> _What you need to do_
In the copy, include no images. Reproduce the entries exactly.

> _Extracted entries_
▬▬▬
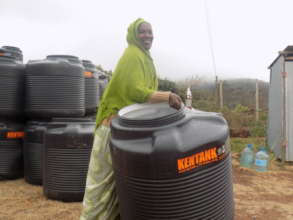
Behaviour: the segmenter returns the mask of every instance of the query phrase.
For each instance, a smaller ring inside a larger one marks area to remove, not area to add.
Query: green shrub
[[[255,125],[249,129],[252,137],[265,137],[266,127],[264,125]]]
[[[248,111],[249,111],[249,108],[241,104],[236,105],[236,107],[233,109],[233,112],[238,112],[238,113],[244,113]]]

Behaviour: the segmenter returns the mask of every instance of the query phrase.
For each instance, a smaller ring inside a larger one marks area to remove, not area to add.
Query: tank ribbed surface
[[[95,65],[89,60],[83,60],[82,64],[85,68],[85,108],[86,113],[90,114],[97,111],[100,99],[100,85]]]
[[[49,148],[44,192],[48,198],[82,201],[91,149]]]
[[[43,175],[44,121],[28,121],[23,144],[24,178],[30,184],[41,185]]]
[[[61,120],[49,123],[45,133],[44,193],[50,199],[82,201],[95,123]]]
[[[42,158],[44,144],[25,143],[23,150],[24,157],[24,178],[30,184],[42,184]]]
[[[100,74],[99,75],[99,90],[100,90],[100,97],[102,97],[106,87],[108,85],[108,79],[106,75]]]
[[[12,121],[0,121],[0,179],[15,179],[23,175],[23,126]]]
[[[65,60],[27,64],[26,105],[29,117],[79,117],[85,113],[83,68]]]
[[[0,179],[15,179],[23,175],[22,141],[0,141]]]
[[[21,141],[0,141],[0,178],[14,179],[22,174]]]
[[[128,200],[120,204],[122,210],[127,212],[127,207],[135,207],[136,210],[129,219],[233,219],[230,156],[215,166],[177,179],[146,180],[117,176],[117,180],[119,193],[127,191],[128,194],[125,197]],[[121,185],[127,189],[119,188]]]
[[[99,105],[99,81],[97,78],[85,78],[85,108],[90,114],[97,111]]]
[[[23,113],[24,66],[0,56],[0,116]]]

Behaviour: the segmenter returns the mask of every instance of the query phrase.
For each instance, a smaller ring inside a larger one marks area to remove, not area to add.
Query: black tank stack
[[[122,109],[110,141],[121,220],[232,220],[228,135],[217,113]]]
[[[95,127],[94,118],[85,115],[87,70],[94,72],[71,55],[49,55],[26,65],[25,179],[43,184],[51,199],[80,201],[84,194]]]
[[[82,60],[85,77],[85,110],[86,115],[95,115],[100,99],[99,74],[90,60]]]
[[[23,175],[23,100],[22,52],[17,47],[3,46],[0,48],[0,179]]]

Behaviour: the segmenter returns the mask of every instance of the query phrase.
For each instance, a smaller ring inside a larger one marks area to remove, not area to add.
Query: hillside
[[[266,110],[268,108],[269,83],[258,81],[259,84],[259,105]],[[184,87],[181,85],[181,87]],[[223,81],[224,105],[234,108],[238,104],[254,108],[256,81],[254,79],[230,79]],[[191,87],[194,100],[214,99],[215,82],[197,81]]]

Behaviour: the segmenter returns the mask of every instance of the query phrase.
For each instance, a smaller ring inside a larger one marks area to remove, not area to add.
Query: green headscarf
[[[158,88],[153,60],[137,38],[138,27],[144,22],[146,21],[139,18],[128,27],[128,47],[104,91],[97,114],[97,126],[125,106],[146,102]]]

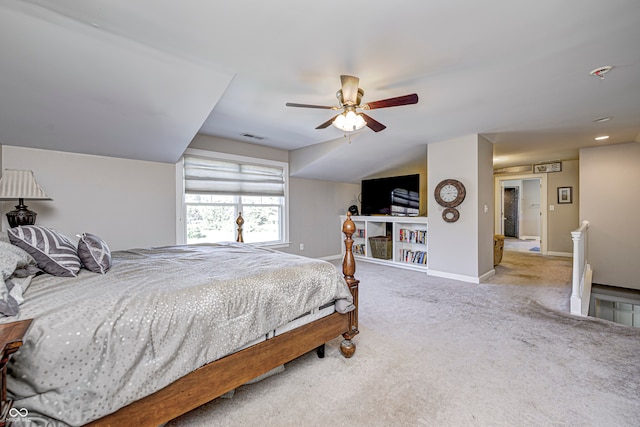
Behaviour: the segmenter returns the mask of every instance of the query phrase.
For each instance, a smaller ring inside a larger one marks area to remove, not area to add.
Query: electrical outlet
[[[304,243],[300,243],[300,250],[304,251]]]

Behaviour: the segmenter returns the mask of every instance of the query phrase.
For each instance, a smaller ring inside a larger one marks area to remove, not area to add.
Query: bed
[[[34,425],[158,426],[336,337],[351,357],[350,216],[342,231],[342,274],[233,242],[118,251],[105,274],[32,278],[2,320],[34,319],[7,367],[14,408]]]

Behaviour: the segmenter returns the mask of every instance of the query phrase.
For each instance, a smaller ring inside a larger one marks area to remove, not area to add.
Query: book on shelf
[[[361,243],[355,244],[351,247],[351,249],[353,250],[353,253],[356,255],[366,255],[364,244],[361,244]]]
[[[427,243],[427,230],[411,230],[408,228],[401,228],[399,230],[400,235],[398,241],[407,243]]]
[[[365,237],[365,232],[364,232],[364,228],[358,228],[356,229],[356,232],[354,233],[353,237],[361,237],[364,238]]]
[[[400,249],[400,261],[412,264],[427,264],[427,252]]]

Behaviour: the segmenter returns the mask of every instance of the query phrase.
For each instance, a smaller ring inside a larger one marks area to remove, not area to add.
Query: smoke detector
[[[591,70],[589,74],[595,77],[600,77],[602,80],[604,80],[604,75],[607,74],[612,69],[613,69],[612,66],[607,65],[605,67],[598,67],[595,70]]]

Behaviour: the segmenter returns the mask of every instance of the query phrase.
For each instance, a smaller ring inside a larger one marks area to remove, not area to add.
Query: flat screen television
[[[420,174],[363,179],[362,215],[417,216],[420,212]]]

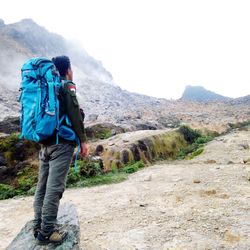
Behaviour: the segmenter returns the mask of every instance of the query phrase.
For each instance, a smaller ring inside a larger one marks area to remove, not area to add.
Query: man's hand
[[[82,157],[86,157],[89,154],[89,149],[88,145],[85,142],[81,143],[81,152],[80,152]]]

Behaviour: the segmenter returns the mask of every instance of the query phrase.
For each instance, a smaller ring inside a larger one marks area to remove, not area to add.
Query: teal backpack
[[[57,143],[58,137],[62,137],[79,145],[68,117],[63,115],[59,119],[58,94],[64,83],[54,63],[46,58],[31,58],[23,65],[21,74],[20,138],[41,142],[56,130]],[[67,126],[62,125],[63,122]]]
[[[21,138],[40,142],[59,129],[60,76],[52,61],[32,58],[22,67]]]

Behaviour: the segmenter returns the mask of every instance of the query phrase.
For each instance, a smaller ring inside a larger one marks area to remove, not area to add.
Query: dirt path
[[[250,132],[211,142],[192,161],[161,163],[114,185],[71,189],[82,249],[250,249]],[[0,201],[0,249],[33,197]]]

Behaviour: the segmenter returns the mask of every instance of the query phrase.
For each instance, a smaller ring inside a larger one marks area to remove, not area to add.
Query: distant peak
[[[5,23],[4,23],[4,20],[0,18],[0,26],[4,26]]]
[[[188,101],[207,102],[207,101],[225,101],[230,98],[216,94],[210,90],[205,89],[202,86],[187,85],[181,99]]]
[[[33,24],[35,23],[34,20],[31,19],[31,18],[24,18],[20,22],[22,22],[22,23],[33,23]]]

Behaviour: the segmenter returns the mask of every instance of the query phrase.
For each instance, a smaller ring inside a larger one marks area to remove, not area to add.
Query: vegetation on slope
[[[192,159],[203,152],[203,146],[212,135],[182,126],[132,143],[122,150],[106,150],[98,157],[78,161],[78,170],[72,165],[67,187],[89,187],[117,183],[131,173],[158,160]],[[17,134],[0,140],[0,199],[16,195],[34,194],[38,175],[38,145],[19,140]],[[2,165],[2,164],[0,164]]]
▬▬▬
> _Answer to this exercise_
Behaviour: the segmenter returns the mask of every instance of the query phrase.
For each instance, a smaller ring inside a larger one marks area to remove, not area to add.
Query: green shrub
[[[255,125],[249,129],[252,137],[265,137],[266,127],[264,125]]]
[[[248,111],[249,111],[249,108],[241,104],[236,105],[236,107],[233,109],[233,112],[238,112],[238,113],[244,113]]]

Behaviour: the segmenter returns the mask of every instance of the query phrase.
For each instance, a smaller ring inside a larger one marks area to remove, not area to add.
Query: tank ribbed surface
[[[95,65],[89,60],[83,60],[82,64],[85,68],[85,108],[86,113],[90,114],[97,111],[100,99],[100,85]]]
[[[49,148],[44,192],[48,198],[82,201],[91,149]]]
[[[43,175],[44,121],[28,121],[23,144],[24,178],[30,184],[41,185]]]
[[[61,120],[49,123],[45,133],[44,193],[50,199],[82,201],[95,123]]]
[[[42,158],[44,144],[25,143],[23,150],[24,157],[24,178],[30,184],[42,184]]]
[[[100,74],[99,75],[99,90],[100,90],[100,97],[102,97],[106,87],[108,85],[108,79],[106,75]]]
[[[12,121],[0,121],[0,179],[15,179],[23,175],[23,126]]]
[[[65,60],[27,64],[26,105],[29,117],[79,117],[85,113],[83,68]]]
[[[0,179],[15,179],[23,175],[22,141],[0,141]]]
[[[21,141],[0,141],[0,178],[14,179],[22,174]]]
[[[128,200],[120,204],[122,210],[127,212],[127,207],[135,207],[136,210],[129,219],[233,219],[230,156],[215,166],[177,179],[146,180],[117,176],[117,180],[119,193],[127,191],[128,194],[125,197]],[[121,185],[127,189],[119,188]]]
[[[99,105],[99,81],[97,78],[85,78],[85,108],[90,114],[97,111]]]
[[[23,113],[24,66],[0,56],[0,116]]]

Behaviour: the segmenter returns the mask of every instance of the query phrase.
For each instance, a smaller ring inside a larger one marks area to remove, not area to add.
Query: black tank stack
[[[122,109],[110,141],[121,220],[232,220],[228,135],[217,113]]]
[[[95,127],[94,118],[85,115],[87,70],[94,72],[71,55],[49,55],[26,65],[25,179],[43,184],[51,199],[80,201],[84,194]]]
[[[82,60],[85,77],[85,110],[86,115],[95,115],[100,99],[99,74],[90,60]]]
[[[23,175],[23,100],[22,52],[17,47],[3,46],[0,48],[0,179]]]

Behaviour: the segmenter returns the mask of every instance of the query phrase.
For each instance, a smaller ring inside a larger one marks area to remove, not area to add.
Query: hillside
[[[266,110],[268,108],[269,83],[258,81],[259,84],[259,105]],[[184,87],[181,85],[181,87]],[[223,81],[224,105],[234,108],[238,104],[254,108],[256,81],[254,79],[230,79]],[[191,87],[194,100],[214,99],[215,82],[197,81]]]

Behaviour: the segmenter returns the mask of every instance of the query phrase.
For each instance, a smaller ring inside a larger one marks area to remove, not area to add.
Query: green headscarf
[[[158,88],[153,60],[137,38],[138,27],[144,22],[146,21],[139,18],[128,27],[128,47],[104,91],[97,114],[97,126],[125,106],[146,102]]]

Behaviour: the segmenter returns the mask of every instance of the query phrase.
For each instance, a smaller ring inside a larger one marks area to remove, not area to add.
Query: electrical outlet
[[[304,243],[300,243],[300,250],[304,251]]]

Behaviour: the segmenter returns the mask of every instance of the query phrase.
For each instance, a smaller ring inside a larger one marks area to remove, not area to add.
Query: bed
[[[34,425],[158,426],[336,337],[351,357],[350,216],[342,231],[342,274],[233,242],[118,251],[105,274],[32,278],[2,320],[34,319],[7,367],[14,408]]]

Behaviour: the segmenter returns the mask of every instance of the query phrase.
For each instance, a smaller ring inside a larger one marks area to remove, not area to add.
Query: book on shelf
[[[361,243],[355,244],[351,247],[351,249],[353,250],[353,253],[356,255],[366,255],[364,244],[361,244]]]
[[[427,243],[427,230],[411,230],[408,228],[401,228],[399,230],[400,235],[398,241],[407,243]]]
[[[365,237],[365,232],[364,232],[364,228],[358,228],[356,229],[356,232],[354,233],[353,237],[361,237],[364,238]]]
[[[400,249],[400,261],[412,264],[427,264],[427,252]]]

Behaviour: the segmenter returns the mask of every instance of the query phrase.
For each instance, a smaller ring inside a larger one marks area to remove, not area to add.
Query: smoke detector
[[[591,70],[589,74],[595,77],[600,77],[602,80],[604,80],[604,75],[607,74],[612,69],[613,69],[612,66],[607,65],[605,67],[598,67],[595,70]]]

Behaviour: the segmenter returns the mask of every instance of the query phrase.
For each instance, a smaller ring inside a larger one marks area to remove, not area to add.
Query: flat screen television
[[[420,174],[363,179],[362,215],[417,216],[420,212]]]

Behaviour: the segmenter returns the mask of every instance of the query phrase.
For each instance, a smaller ring inside a larger one marks area to remove, not area to add.
Query: man's hand
[[[82,157],[86,157],[89,154],[89,149],[88,145],[85,142],[81,143],[81,152],[80,152]]]

Behaviour: the segmenter returns the mask of every instance of the query phrase.
For each instance, a smaller ring inside a larger one marks area to remove, not area to add.
Query: teal backpack
[[[57,143],[58,137],[62,137],[79,145],[68,117],[63,115],[59,119],[58,94],[64,83],[54,63],[46,58],[31,58],[23,65],[21,74],[20,138],[41,142],[56,130]],[[67,126],[62,125],[63,122]]]
[[[21,138],[40,142],[59,129],[60,76],[52,61],[32,58],[22,67]]]

Behaviour: the segmenter returns the mask of every instance of the query phrase.
For each instance, a smaller ring inside a larger one marks area to remove, not area to add.
Query: dirt path
[[[250,132],[211,142],[192,161],[161,163],[114,185],[71,189],[82,249],[250,249]],[[0,201],[0,249],[33,197]]]

Behaviour: the segmenter returns the mask of every instance of the query phrase.
For each instance, a smaller ring inside a larger one marks area to remove, not area to add.
Query: distant peak
[[[5,23],[4,23],[4,20],[0,18],[0,26],[4,26]]]
[[[188,101],[207,102],[207,101],[225,101],[230,98],[216,94],[210,90],[205,89],[202,86],[187,85],[181,99]]]
[[[33,24],[35,23],[34,20],[31,19],[31,18],[24,18],[20,22],[22,22],[22,23],[33,23]]]

Behaviour: the segmenter returns the mask of every instance of the query phrase.
For each instance, a smaller ring inside a larger one marks area to remove, not area to add.
Query: vegetation on slope
[[[192,159],[203,152],[203,146],[212,135],[182,126],[132,143],[122,150],[106,150],[98,157],[78,161],[78,170],[72,165],[67,187],[89,187],[117,183],[131,173],[158,160]],[[17,134],[0,140],[0,199],[16,195],[34,194],[38,175],[38,145],[19,140]],[[2,165],[2,164],[0,164]]]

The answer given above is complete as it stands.